When you copy the entries, keep every word exactly as it is and drop the images.
------ Data ------
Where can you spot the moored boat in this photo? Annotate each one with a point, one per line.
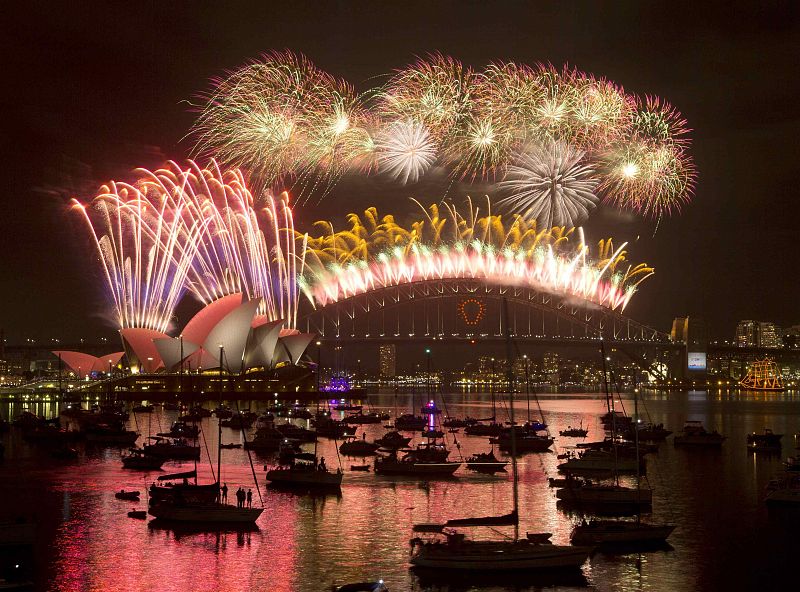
(694, 434)
(604, 532)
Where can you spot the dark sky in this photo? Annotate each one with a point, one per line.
(93, 90)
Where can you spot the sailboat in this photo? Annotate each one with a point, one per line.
(606, 496)
(178, 508)
(457, 552)
(596, 532)
(311, 473)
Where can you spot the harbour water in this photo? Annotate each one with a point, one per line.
(725, 536)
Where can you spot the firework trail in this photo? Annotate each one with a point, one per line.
(550, 184)
(289, 124)
(405, 151)
(195, 229)
(376, 253)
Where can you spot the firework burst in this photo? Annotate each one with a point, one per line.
(287, 123)
(550, 183)
(197, 229)
(405, 151)
(376, 253)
------
Solved problem ->
Where can you spot the moored boat in this photo? Annotate each one with a point, one per line.
(694, 434)
(604, 532)
Where can you spot the dark sky in this photo? Annotate each one with a point, one per line.
(93, 90)
Where can you spot the sailboat in this photo? Annotate each one with a point, one per line.
(606, 496)
(178, 508)
(457, 552)
(596, 532)
(311, 473)
Where can you spot the harbour water in this photo? Annotate each one with a point, one per line.
(725, 536)
Where can you spot the firework trail in this photo? Annotate each one with a point, one per line.
(550, 184)
(289, 124)
(405, 151)
(195, 229)
(376, 253)
Where can you spot the firework burst in this photo? Annotate each one with a point, one per line.
(287, 123)
(550, 183)
(197, 229)
(405, 151)
(376, 253)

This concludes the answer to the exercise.